__Assigned task 1__. Print the section of the excerpt on VPN data starting at "But in most" and ending at "data moving forward.".
__Assigned task 2__. In the excerpt on VPN data, how many users did the demo reveal with recent VPN sessions on unapproved devices from countries foreign to them?

As a result, the company was quick to assume that a Chinese threat actor had penetrated the network. But because this company had previously provided its ITP, and therefore me, with visibility into travel-related and similar datasets, I was able to confirm that the user in question was not a Chinese threat actor, but rather an employee vacationing in China who was simply unaware of the travel policy.
Furthermore, many companies also block IP addresses from countries deemed high-risk, but this measure won’t prevent users—or, in the case of an evil maid attack, malicious actors with physical access to a user’s device—from accessing the company VPN while traveling in high-risk countries. VPNs obscure users’ locations, and although VPN administrators generally have access to data that includes VPN users’ identification, they are unlikely to have the demographic data necessary to identify VPN connections that occur from high-risk locations or are otherwise suspicious.
But in most cases, an ITP will have access to such demographic data, which, when combined with VPN data, can enable the ITP to identify VPN connections from countries that are foreign to the user. In fact, several years ago, I was asked to demonstrate this capability firsthand in order to justify the need for integrating VPN data into the company’s ITP. My demo revealed 12 different users with recent VPN sessions on unapproved devices from countries that were foreign to them. Needless to say, the company agreed to provide my team with access to VPN data moving forward.

__Dataset content__.
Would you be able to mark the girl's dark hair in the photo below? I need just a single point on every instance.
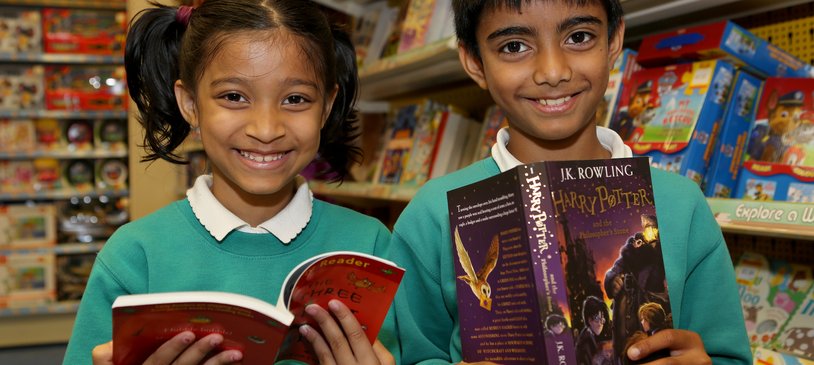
(468, 15)
(162, 47)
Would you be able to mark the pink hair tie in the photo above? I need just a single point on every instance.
(183, 14)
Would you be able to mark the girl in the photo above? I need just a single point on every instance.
(269, 85)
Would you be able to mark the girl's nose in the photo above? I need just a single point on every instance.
(551, 67)
(266, 125)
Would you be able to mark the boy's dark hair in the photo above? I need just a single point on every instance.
(162, 47)
(468, 15)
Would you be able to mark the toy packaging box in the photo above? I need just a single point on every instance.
(771, 290)
(764, 356)
(26, 279)
(21, 87)
(722, 39)
(82, 87)
(779, 159)
(84, 31)
(727, 155)
(20, 31)
(623, 68)
(17, 136)
(671, 114)
(23, 226)
(797, 336)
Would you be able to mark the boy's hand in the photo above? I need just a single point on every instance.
(345, 345)
(179, 350)
(684, 347)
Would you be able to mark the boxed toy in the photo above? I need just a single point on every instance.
(727, 155)
(111, 174)
(779, 160)
(22, 31)
(83, 87)
(26, 279)
(797, 336)
(671, 113)
(17, 136)
(84, 31)
(722, 39)
(770, 290)
(21, 87)
(623, 68)
(23, 226)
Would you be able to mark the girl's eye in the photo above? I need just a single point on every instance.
(295, 99)
(514, 47)
(579, 38)
(234, 97)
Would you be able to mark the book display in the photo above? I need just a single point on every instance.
(261, 330)
(63, 150)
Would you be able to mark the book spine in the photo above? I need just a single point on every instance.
(549, 277)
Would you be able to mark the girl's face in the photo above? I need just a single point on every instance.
(548, 66)
(260, 109)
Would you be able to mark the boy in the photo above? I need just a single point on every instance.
(546, 63)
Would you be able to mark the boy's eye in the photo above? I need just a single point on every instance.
(579, 38)
(234, 97)
(514, 47)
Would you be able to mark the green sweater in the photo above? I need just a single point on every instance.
(170, 250)
(700, 275)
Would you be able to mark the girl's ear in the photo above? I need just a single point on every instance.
(329, 103)
(186, 103)
(472, 65)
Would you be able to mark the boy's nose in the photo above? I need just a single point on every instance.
(266, 125)
(551, 68)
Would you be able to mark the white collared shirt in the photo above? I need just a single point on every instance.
(219, 221)
(607, 137)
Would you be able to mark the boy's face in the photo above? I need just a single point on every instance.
(548, 67)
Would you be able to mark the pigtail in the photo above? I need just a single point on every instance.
(151, 62)
(338, 136)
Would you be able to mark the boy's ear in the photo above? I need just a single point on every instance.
(186, 103)
(616, 44)
(472, 65)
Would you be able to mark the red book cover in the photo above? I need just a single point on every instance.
(261, 330)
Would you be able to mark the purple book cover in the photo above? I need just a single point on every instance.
(610, 249)
(502, 243)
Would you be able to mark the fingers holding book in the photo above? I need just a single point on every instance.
(343, 340)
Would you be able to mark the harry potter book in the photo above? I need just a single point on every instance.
(262, 331)
(545, 250)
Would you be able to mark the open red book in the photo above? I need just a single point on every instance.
(262, 331)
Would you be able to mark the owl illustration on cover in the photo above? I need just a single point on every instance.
(477, 281)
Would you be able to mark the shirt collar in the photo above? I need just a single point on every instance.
(607, 137)
(219, 221)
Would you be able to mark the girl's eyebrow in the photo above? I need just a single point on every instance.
(578, 20)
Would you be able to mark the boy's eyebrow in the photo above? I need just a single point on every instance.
(578, 20)
(511, 30)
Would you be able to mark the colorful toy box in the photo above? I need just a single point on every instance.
(623, 68)
(84, 31)
(20, 31)
(80, 87)
(21, 87)
(722, 39)
(779, 160)
(670, 114)
(727, 155)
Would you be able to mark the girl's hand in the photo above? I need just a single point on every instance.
(179, 350)
(345, 345)
(684, 347)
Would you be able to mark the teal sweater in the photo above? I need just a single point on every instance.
(170, 250)
(700, 276)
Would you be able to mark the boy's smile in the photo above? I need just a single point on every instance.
(547, 65)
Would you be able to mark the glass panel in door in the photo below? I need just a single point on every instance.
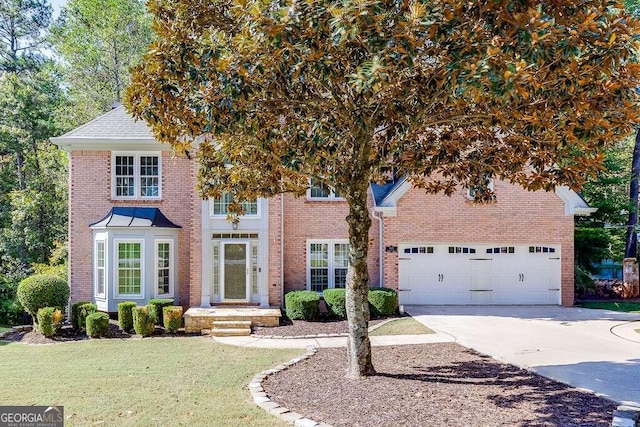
(235, 271)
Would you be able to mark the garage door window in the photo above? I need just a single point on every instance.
(327, 264)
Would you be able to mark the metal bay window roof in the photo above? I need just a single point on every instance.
(134, 217)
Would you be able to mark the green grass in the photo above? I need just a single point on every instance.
(163, 382)
(625, 306)
(404, 326)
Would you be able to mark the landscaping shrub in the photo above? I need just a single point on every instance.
(97, 325)
(84, 310)
(43, 290)
(125, 315)
(158, 304)
(172, 317)
(382, 301)
(335, 300)
(583, 282)
(302, 305)
(49, 320)
(74, 313)
(143, 321)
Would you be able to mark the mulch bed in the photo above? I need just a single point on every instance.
(68, 334)
(434, 385)
(300, 328)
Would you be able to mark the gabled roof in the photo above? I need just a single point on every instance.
(134, 217)
(116, 128)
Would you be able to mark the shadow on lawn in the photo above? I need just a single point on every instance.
(556, 402)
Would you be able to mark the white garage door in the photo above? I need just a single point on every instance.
(479, 274)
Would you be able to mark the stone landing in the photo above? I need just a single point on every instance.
(198, 319)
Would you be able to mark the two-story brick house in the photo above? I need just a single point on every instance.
(139, 230)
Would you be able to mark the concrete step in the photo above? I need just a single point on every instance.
(230, 332)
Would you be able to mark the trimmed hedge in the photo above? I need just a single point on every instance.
(49, 321)
(143, 320)
(97, 325)
(172, 317)
(302, 305)
(158, 304)
(84, 311)
(335, 300)
(382, 301)
(74, 313)
(43, 290)
(125, 315)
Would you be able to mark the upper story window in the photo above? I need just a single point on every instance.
(136, 176)
(319, 191)
(220, 206)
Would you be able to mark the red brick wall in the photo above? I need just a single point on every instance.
(518, 216)
(304, 220)
(90, 200)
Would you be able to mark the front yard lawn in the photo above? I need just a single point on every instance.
(159, 381)
(625, 306)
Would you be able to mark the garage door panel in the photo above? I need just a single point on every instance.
(479, 274)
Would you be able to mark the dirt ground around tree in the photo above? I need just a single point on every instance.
(432, 385)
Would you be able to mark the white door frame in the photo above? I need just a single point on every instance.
(247, 291)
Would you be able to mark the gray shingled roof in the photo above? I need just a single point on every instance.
(116, 124)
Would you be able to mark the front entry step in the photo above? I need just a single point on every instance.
(231, 328)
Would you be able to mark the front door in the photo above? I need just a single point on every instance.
(235, 271)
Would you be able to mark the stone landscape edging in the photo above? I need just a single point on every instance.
(261, 399)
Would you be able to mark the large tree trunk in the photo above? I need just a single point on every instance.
(359, 346)
(631, 248)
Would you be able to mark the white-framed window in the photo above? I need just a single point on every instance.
(220, 206)
(129, 268)
(471, 192)
(100, 277)
(136, 175)
(164, 267)
(319, 191)
(327, 263)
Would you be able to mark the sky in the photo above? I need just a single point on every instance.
(57, 5)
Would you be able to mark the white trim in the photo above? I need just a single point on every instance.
(116, 251)
(331, 259)
(105, 267)
(247, 290)
(136, 174)
(330, 198)
(171, 292)
(257, 215)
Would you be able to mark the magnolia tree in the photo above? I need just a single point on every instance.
(271, 93)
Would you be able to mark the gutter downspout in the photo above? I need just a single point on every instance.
(381, 246)
(282, 250)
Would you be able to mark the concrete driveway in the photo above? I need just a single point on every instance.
(597, 350)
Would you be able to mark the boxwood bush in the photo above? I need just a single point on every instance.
(49, 320)
(302, 305)
(97, 325)
(335, 300)
(43, 290)
(158, 304)
(125, 315)
(143, 320)
(74, 313)
(382, 301)
(84, 311)
(172, 316)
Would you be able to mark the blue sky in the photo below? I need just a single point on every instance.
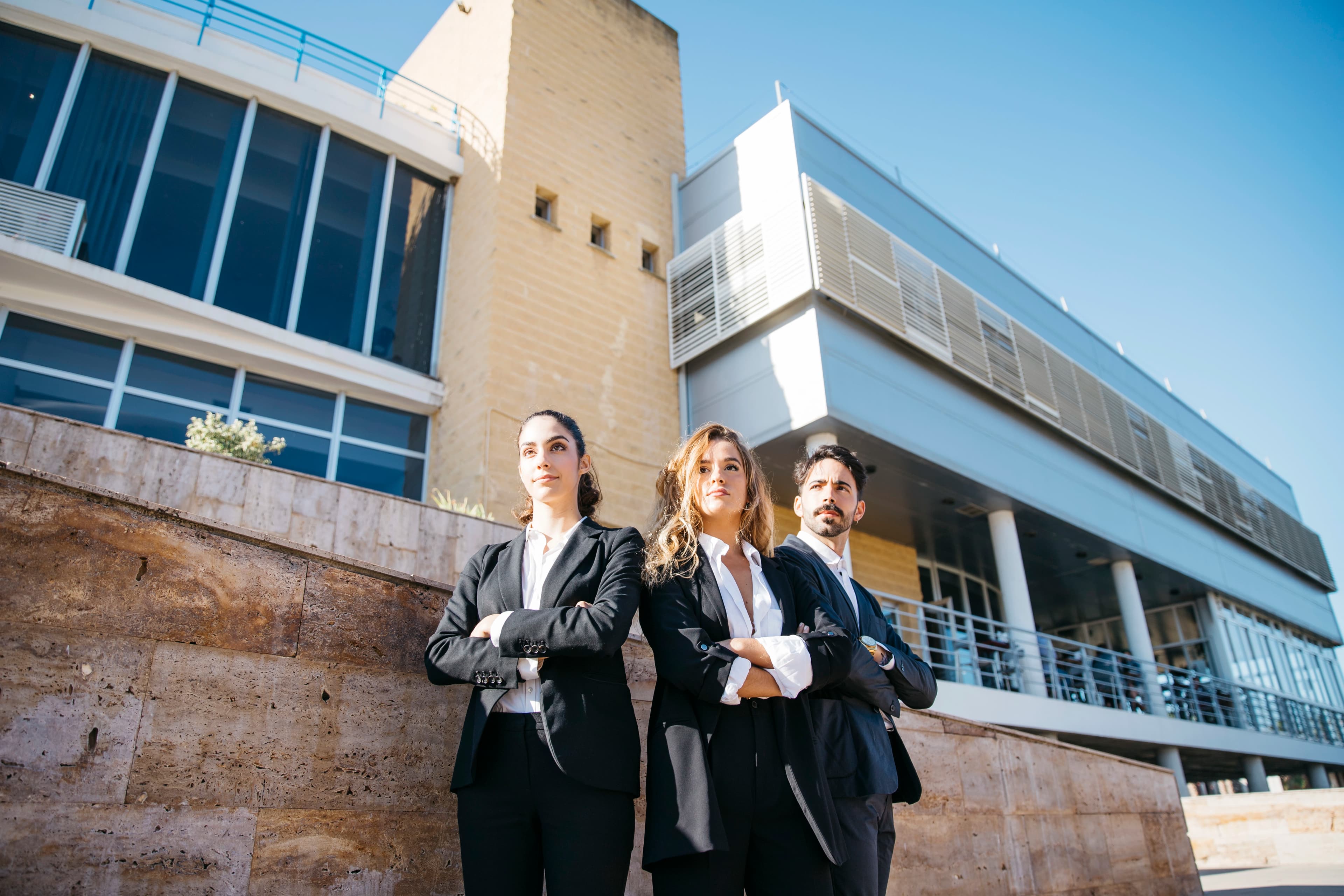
(1172, 170)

__Exercise answer 1__.
But in most cases, an ITP will have access to such demographic data, which, when combined with VPN data, can enable the ITP to identify VPN connections from countries that are foreign to the user. In fact, several years ago, I was asked to demonstrate this capability firsthand in order to justify the need for integrating VPN data into the company’s ITP. My demo revealed 12 different users with recent VPN sessions on unapproved devices from countries that were foreign to them. Needless to say, the company agreed to provide my team with access to VPN data moving forward.

__Exercise answer 2__. 12 users.